## Work to be completed
Can you scale the data from the line with "The label file claims the asphalt" up to and including the line with "0 83 470 164" by multiplying every bounding-box coordinate in the answers by 1.25 and rounding each result to a whole number, with halves rounded up? Reproduce all other text in those lines unchanged, and output only those lines.

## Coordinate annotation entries
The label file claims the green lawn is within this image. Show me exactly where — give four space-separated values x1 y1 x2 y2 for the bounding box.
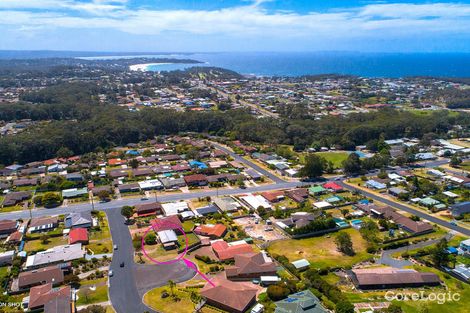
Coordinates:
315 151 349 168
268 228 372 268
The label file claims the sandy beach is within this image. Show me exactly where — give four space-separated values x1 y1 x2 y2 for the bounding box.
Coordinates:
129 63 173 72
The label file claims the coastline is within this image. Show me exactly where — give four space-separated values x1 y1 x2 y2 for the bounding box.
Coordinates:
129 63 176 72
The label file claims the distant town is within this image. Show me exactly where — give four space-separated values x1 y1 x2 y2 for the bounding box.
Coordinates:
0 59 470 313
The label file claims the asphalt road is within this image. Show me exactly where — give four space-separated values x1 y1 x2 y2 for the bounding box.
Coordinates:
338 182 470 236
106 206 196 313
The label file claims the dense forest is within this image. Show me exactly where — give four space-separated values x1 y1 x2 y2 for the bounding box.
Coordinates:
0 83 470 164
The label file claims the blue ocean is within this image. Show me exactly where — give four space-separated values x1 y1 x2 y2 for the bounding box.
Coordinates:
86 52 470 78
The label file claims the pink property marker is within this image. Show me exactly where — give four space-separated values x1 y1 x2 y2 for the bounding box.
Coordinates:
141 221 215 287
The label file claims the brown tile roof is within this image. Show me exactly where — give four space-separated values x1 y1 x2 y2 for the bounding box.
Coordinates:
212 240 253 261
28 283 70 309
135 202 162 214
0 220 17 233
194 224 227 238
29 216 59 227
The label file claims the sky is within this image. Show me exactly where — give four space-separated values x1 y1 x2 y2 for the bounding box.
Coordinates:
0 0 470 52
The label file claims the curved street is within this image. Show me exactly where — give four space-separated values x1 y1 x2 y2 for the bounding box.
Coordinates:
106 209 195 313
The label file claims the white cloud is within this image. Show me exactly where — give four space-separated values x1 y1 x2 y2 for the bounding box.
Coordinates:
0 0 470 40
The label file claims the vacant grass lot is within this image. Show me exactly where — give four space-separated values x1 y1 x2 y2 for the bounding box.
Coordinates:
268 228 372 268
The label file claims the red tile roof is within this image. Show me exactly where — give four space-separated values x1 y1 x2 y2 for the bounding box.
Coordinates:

...

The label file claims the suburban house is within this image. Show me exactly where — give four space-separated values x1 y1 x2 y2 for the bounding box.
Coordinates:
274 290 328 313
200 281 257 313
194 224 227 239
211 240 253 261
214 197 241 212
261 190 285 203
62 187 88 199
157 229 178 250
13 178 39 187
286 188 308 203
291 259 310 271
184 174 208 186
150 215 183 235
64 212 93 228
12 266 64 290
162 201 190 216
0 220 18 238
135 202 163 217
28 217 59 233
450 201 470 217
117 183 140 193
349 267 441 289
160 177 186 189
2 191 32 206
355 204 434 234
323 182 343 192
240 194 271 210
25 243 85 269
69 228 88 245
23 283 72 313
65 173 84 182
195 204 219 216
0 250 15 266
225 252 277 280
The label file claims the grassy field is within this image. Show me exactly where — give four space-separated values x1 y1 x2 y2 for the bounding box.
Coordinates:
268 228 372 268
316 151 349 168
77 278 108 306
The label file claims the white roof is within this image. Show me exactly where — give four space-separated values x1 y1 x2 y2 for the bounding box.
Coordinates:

## Written solution
The label file claims the asphalt road is within this image. Show me exactly where — give four space-separated values x1 y1 x2 y2 for the bounding box.
Coordinates:
423 228 588 295
133 258 245 391
The label file claims the dense forest is within this image. Show me exactly where — give four space-separated values x1 y1 x2 y2 for the bounding box.
Coordinates:
0 104 588 205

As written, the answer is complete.